— Text extract —

○ ○ ○ ○ ○ ○ ○

# Sagan - short haircut



## ArreauStandardPoodle (Sep 1, 2009)

Gorgeous boy!!! I love him...you know that!!


----------



## puppylove (Aug 9, 2009)

Oh, he's soooo adorable! He looks so soft and huggable.


----------



## Teffy (Jul 4, 2010)

Very nice!


----------



## LunnieDoodle (Jul 30, 2010)

oh so cute!! Love his tied up top knot!


----------



## Chagall's mom (Jan 9, 2010)

He is such a lovely boy! Sagan's smile is _so_ endearing. How could anyone not melt when they see it?


----------



## Fluffyspoos (Aug 11, 2009)

Yeah, Vegas's topknot and tail haven't been trimmed yet (besides the hair in front of the topknot) I'm going to see how long I can get them, rofl.

He looks great!


----------



## pudlemom (Apr 16, 2010)

Sagen looks great,I have not cut the top knot on my two puppies yet either and they are 8 1/2 month old I just can't bring myself to do it.
I have only cut the very front like Fluffyspoos did on Vegas they are just look so darn cute.


----------



## apoodleaday (Feb 22, 2010)

I heart Sagan's smile! He looks adorable


----------



## whitepoodles (Jul 5, 2010)

Sagan is a very handsome boy


----------



## faerie (Mar 27, 2010)

oh i love him.

i am the same w/ temperance. do not want to cut her topknot either. it's rock and roll!

○ ○ ○ ○ ○ ○ ○

— Dataset records —

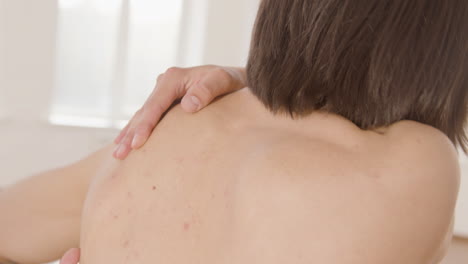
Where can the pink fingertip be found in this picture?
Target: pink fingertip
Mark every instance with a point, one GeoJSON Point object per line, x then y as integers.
{"type": "Point", "coordinates": [191, 104]}
{"type": "Point", "coordinates": [137, 141]}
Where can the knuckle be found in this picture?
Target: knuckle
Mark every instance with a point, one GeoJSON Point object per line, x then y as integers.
{"type": "Point", "coordinates": [173, 70]}
{"type": "Point", "coordinates": [160, 77]}
{"type": "Point", "coordinates": [221, 73]}
{"type": "Point", "coordinates": [205, 91]}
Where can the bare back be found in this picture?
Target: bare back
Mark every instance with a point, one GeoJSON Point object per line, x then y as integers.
{"type": "Point", "coordinates": [236, 184]}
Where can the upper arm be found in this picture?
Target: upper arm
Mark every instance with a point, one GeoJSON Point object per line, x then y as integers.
{"type": "Point", "coordinates": [40, 216]}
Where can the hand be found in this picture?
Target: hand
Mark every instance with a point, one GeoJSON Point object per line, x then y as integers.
{"type": "Point", "coordinates": [197, 87]}
{"type": "Point", "coordinates": [71, 257]}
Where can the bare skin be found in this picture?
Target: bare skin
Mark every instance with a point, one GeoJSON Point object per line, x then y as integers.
{"type": "Point", "coordinates": [236, 184]}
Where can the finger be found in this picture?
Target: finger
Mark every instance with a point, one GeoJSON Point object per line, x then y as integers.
{"type": "Point", "coordinates": [204, 92]}
{"type": "Point", "coordinates": [71, 257]}
{"type": "Point", "coordinates": [142, 134]}
{"type": "Point", "coordinates": [158, 103]}
{"type": "Point", "coordinates": [124, 148]}
{"type": "Point", "coordinates": [122, 133]}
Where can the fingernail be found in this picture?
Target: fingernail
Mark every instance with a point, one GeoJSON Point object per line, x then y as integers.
{"type": "Point", "coordinates": [119, 151]}
{"type": "Point", "coordinates": [192, 104]}
{"type": "Point", "coordinates": [137, 140]}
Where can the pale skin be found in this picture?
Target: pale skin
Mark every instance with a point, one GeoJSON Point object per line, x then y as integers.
{"type": "Point", "coordinates": [237, 184]}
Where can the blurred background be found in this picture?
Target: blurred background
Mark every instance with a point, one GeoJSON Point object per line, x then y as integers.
{"type": "Point", "coordinates": [72, 72]}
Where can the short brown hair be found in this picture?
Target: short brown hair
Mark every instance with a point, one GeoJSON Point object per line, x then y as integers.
{"type": "Point", "coordinates": [374, 62]}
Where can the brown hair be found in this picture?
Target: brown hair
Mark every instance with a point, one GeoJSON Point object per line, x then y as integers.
{"type": "Point", "coordinates": [374, 62]}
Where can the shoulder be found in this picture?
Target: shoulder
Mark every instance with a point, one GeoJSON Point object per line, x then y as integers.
{"type": "Point", "coordinates": [402, 216]}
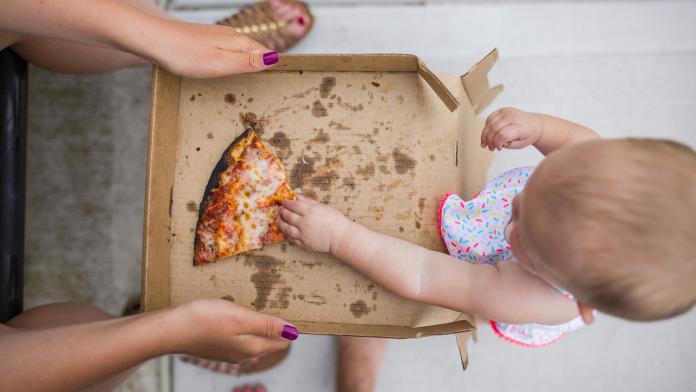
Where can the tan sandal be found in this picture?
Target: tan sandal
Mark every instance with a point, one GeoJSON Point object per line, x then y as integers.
{"type": "Point", "coordinates": [260, 22]}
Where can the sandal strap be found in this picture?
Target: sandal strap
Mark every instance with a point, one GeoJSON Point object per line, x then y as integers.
{"type": "Point", "coordinates": [259, 22]}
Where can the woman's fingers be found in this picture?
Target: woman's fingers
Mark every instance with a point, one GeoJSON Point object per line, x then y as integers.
{"type": "Point", "coordinates": [253, 345]}
{"type": "Point", "coordinates": [254, 323]}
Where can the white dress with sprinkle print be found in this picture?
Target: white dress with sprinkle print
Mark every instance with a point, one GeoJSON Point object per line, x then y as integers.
{"type": "Point", "coordinates": [473, 231]}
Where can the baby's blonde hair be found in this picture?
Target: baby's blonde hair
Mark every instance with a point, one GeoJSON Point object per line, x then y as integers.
{"type": "Point", "coordinates": [626, 215]}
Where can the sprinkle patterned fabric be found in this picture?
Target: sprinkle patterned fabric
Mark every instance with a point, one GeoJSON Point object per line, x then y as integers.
{"type": "Point", "coordinates": [473, 231]}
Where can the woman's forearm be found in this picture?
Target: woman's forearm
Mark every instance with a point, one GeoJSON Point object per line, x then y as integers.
{"type": "Point", "coordinates": [74, 357]}
{"type": "Point", "coordinates": [95, 22]}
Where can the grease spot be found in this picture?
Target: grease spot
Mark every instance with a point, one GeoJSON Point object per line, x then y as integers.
{"type": "Point", "coordinates": [338, 125]}
{"type": "Point", "coordinates": [366, 171]}
{"type": "Point", "coordinates": [349, 183]}
{"type": "Point", "coordinates": [318, 109]}
{"type": "Point", "coordinates": [321, 137]}
{"type": "Point", "coordinates": [300, 172]}
{"type": "Point", "coordinates": [402, 162]}
{"type": "Point", "coordinates": [281, 142]}
{"type": "Point", "coordinates": [250, 121]}
{"type": "Point", "coordinates": [359, 309]}
{"type": "Point", "coordinates": [316, 299]}
{"type": "Point", "coordinates": [325, 180]}
{"type": "Point", "coordinates": [327, 84]}
{"type": "Point", "coordinates": [266, 278]}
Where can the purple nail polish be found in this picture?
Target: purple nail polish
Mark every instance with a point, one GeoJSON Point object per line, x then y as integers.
{"type": "Point", "coordinates": [270, 58]}
{"type": "Point", "coordinates": [290, 332]}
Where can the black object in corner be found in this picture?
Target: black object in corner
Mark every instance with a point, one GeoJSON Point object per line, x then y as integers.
{"type": "Point", "coordinates": [13, 141]}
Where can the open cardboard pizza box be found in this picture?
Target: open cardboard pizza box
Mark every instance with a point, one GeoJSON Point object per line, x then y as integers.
{"type": "Point", "coordinates": [379, 137]}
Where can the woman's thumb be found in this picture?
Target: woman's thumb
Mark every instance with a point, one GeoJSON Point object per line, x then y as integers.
{"type": "Point", "coordinates": [268, 326]}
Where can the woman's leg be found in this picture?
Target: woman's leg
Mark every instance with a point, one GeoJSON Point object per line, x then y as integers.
{"type": "Point", "coordinates": [58, 315]}
{"type": "Point", "coordinates": [67, 57]}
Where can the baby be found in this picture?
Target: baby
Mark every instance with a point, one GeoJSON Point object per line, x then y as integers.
{"type": "Point", "coordinates": [599, 224]}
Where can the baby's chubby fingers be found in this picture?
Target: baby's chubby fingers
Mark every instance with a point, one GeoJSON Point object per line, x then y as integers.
{"type": "Point", "coordinates": [487, 127]}
{"type": "Point", "coordinates": [288, 229]}
{"type": "Point", "coordinates": [290, 217]}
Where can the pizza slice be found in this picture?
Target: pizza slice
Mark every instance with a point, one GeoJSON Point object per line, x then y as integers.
{"type": "Point", "coordinates": [239, 209]}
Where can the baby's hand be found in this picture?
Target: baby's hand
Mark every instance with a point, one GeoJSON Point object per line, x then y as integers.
{"type": "Point", "coordinates": [510, 128]}
{"type": "Point", "coordinates": [312, 225]}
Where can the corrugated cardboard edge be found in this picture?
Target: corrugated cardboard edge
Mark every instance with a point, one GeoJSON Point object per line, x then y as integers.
{"type": "Point", "coordinates": [163, 116]}
{"type": "Point", "coordinates": [463, 339]}
{"type": "Point", "coordinates": [476, 83]}
{"type": "Point", "coordinates": [368, 62]}
{"type": "Point", "coordinates": [461, 325]}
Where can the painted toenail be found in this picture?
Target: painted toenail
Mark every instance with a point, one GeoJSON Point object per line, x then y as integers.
{"type": "Point", "coordinates": [270, 58]}
{"type": "Point", "coordinates": [290, 332]}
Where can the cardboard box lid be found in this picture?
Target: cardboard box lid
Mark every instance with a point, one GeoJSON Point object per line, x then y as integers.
{"type": "Point", "coordinates": [368, 134]}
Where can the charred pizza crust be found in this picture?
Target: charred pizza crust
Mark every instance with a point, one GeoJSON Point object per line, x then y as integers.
{"type": "Point", "coordinates": [239, 208]}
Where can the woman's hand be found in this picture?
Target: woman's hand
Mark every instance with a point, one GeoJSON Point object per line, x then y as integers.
{"type": "Point", "coordinates": [312, 225]}
{"type": "Point", "coordinates": [221, 330]}
{"type": "Point", "coordinates": [511, 128]}
{"type": "Point", "coordinates": [200, 50]}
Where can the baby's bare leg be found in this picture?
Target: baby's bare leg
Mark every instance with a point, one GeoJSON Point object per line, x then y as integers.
{"type": "Point", "coordinates": [359, 360]}
{"type": "Point", "coordinates": [58, 315]}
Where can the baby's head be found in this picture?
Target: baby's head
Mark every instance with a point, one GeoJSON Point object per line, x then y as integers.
{"type": "Point", "coordinates": [613, 222]}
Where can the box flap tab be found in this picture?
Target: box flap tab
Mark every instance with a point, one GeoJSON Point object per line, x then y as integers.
{"type": "Point", "coordinates": [436, 84]}
{"type": "Point", "coordinates": [476, 83]}
{"type": "Point", "coordinates": [463, 340]}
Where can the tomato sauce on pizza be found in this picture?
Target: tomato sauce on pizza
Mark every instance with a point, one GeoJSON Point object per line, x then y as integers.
{"type": "Point", "coordinates": [239, 209]}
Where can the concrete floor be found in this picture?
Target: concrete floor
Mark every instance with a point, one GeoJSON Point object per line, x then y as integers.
{"type": "Point", "coordinates": [623, 68]}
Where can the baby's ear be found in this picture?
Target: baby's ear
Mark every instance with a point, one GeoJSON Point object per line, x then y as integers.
{"type": "Point", "coordinates": [586, 312]}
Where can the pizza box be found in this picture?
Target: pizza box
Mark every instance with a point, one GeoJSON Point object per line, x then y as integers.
{"type": "Point", "coordinates": [380, 137]}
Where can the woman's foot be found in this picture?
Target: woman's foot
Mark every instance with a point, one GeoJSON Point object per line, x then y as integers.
{"type": "Point", "coordinates": [277, 24]}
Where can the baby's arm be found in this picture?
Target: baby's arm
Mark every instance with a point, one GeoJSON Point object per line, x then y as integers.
{"type": "Point", "coordinates": [514, 128]}
{"type": "Point", "coordinates": [506, 293]}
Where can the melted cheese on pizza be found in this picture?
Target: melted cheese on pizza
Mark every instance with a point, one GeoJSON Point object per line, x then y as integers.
{"type": "Point", "coordinates": [240, 214]}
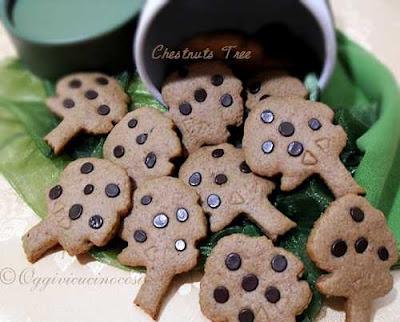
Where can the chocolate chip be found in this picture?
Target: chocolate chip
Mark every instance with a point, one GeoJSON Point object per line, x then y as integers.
{"type": "Point", "coordinates": [102, 81]}
{"type": "Point", "coordinates": [286, 129]}
{"type": "Point", "coordinates": [217, 153]}
{"type": "Point", "coordinates": [180, 245]}
{"type": "Point", "coordinates": [357, 214]}
{"type": "Point", "coordinates": [185, 108]}
{"type": "Point", "coordinates": [213, 201]}
{"type": "Point", "coordinates": [103, 109]}
{"type": "Point", "coordinates": [75, 211]}
{"type": "Point", "coordinates": [75, 83]}
{"type": "Point", "coordinates": [217, 80]}
{"type": "Point", "coordinates": [141, 138]}
{"type": "Point", "coordinates": [233, 261]}
{"type": "Point", "coordinates": [339, 248]}
{"type": "Point", "coordinates": [88, 189]}
{"type": "Point", "coordinates": [182, 214]}
{"type": "Point", "coordinates": [140, 236]}
{"type": "Point", "coordinates": [112, 190]}
{"type": "Point", "coordinates": [160, 220]}
{"type": "Point", "coordinates": [272, 294]}
{"type": "Point", "coordinates": [68, 103]}
{"type": "Point", "coordinates": [150, 160]}
{"type": "Point", "coordinates": [55, 192]}
{"type": "Point", "coordinates": [221, 179]}
{"type": "Point", "coordinates": [119, 151]}
{"type": "Point", "coordinates": [267, 116]}
{"type": "Point", "coordinates": [200, 95]}
{"type": "Point", "coordinates": [249, 282]}
{"type": "Point", "coordinates": [279, 263]}
{"type": "Point", "coordinates": [383, 253]}
{"type": "Point", "coordinates": [87, 167]}
{"type": "Point", "coordinates": [91, 94]}
{"type": "Point", "coordinates": [195, 179]}
{"type": "Point", "coordinates": [267, 146]}
{"type": "Point", "coordinates": [314, 124]}
{"type": "Point", "coordinates": [361, 245]}
{"type": "Point", "coordinates": [246, 315]}
{"type": "Point", "coordinates": [221, 294]}
{"type": "Point", "coordinates": [255, 87]}
{"type": "Point", "coordinates": [96, 222]}
{"type": "Point", "coordinates": [226, 100]}
{"type": "Point", "coordinates": [295, 148]}
{"type": "Point", "coordinates": [132, 123]}
{"type": "Point", "coordinates": [244, 167]}
{"type": "Point", "coordinates": [146, 200]}
{"type": "Point", "coordinates": [183, 72]}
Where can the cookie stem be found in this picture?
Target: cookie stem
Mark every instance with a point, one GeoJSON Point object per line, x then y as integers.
{"type": "Point", "coordinates": [270, 220]}
{"type": "Point", "coordinates": [38, 240]}
{"type": "Point", "coordinates": [338, 179]}
{"type": "Point", "coordinates": [358, 311]}
{"type": "Point", "coordinates": [61, 135]}
{"type": "Point", "coordinates": [152, 291]}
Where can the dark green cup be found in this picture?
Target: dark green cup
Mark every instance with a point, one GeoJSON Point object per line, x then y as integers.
{"type": "Point", "coordinates": [51, 53]}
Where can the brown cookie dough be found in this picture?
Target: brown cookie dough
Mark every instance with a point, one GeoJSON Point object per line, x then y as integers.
{"type": "Point", "coordinates": [84, 209]}
{"type": "Point", "coordinates": [297, 138]}
{"type": "Point", "coordinates": [273, 83]}
{"type": "Point", "coordinates": [143, 143]}
{"type": "Point", "coordinates": [203, 101]}
{"type": "Point", "coordinates": [352, 242]}
{"type": "Point", "coordinates": [249, 280]}
{"type": "Point", "coordinates": [162, 231]}
{"type": "Point", "coordinates": [89, 102]}
{"type": "Point", "coordinates": [228, 188]}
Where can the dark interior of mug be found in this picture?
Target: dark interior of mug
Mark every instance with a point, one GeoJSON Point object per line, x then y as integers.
{"type": "Point", "coordinates": [285, 27]}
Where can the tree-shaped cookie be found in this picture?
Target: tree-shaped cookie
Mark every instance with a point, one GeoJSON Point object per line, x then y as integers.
{"type": "Point", "coordinates": [249, 280]}
{"type": "Point", "coordinates": [87, 102]}
{"type": "Point", "coordinates": [228, 188]}
{"type": "Point", "coordinates": [296, 138]}
{"type": "Point", "coordinates": [84, 209]}
{"type": "Point", "coordinates": [273, 83]}
{"type": "Point", "coordinates": [162, 231]}
{"type": "Point", "coordinates": [352, 242]}
{"type": "Point", "coordinates": [203, 101]}
{"type": "Point", "coordinates": [143, 142]}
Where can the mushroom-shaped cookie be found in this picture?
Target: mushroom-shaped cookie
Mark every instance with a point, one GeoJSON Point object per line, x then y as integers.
{"type": "Point", "coordinates": [84, 209]}
{"type": "Point", "coordinates": [143, 143]}
{"type": "Point", "coordinates": [228, 188]}
{"type": "Point", "coordinates": [273, 83]}
{"type": "Point", "coordinates": [352, 242]}
{"type": "Point", "coordinates": [89, 102]}
{"type": "Point", "coordinates": [297, 138]}
{"type": "Point", "coordinates": [249, 280]}
{"type": "Point", "coordinates": [162, 231]}
{"type": "Point", "coordinates": [203, 101]}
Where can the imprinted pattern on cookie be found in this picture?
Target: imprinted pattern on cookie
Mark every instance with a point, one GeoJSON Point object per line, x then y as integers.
{"type": "Point", "coordinates": [228, 188]}
{"type": "Point", "coordinates": [204, 103]}
{"type": "Point", "coordinates": [143, 142]}
{"type": "Point", "coordinates": [273, 83]}
{"type": "Point", "coordinates": [162, 231]}
{"type": "Point", "coordinates": [84, 209]}
{"type": "Point", "coordinates": [249, 280]}
{"type": "Point", "coordinates": [352, 242]}
{"type": "Point", "coordinates": [87, 102]}
{"type": "Point", "coordinates": [296, 138]}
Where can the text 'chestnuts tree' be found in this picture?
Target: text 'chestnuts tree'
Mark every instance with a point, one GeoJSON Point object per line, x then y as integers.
{"type": "Point", "coordinates": [352, 242]}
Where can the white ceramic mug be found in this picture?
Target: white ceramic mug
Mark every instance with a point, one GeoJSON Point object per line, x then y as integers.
{"type": "Point", "coordinates": [169, 22]}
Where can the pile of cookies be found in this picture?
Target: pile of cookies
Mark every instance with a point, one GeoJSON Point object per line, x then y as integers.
{"type": "Point", "coordinates": [132, 192]}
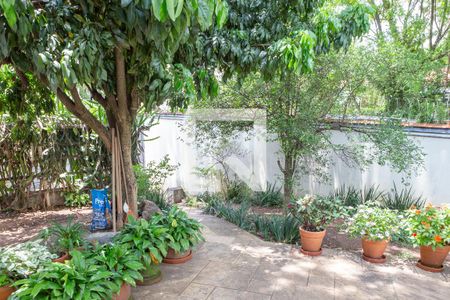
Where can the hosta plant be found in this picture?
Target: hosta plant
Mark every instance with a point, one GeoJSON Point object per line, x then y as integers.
{"type": "Point", "coordinates": [315, 213]}
{"type": "Point", "coordinates": [63, 238]}
{"type": "Point", "coordinates": [429, 226]}
{"type": "Point", "coordinates": [185, 231]}
{"type": "Point", "coordinates": [22, 260]}
{"type": "Point", "coordinates": [148, 240]}
{"type": "Point", "coordinates": [121, 261]}
{"type": "Point", "coordinates": [373, 223]}
{"type": "Point", "coordinates": [79, 278]}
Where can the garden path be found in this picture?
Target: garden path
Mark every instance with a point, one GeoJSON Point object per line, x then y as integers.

○ ○ ○ ○ ○ ○ ○

— Written problem 1 —
From the Sagan haircut thread, list the usernames of every poster who mentions a topknot.
— Written problem 2 —
Based on the Sagan haircut thread, say whether each statement is true, and quote the words that decide it. (a) pudlemom's two puppies are eight and a half months old. (b) Fluffyspoos has already trimmed Vegas's tail. (c) faerie intends to cut Temperance's topknot.
— Written problem 3 —
Pick up the Sagan haircut thread after its final post and write the next reply.
None of the items is needed here.

— Right answer 1 —
LunnieDoodle, Fluffyspoos, pudlemom, faerie

— Right answer 2 —
(a) Yes: "they are 8 1/2 month old"
(b) No: "Vegas's topknot and tail haven't been trimmed yet"
(c) No: "do not want to cut her topknot either"

— Right answer 3 —
----------



## SnorPuddel (Jul 8, 2010)

Such a handsome boy


----------



## Oodlejpoodle's mom (Sep 11, 2009)

What a cutie!!!!! Are you going to keep one of the sisters?


----------



## Aidan (Mar 4, 2009)

Nope, no room at the inn! Although I will be happy to doggy sit now and then! They are both staying locally. One is staying with the owner of the shop that I work for and the other is going to her daughter who doesn't live nearby but visits often and will have to bring her dog in for grooming while she's here. So, at least i'll get to see them.


----------



## Pearlsmum (Jun 6, 2010)

He really is a hansome devil! Yep, Pearls topnot and tail are slow coming in, she just turned 8 months old the 5th and looks about same length as Sagans. I'm still playing with her coat have cut some but not all the way.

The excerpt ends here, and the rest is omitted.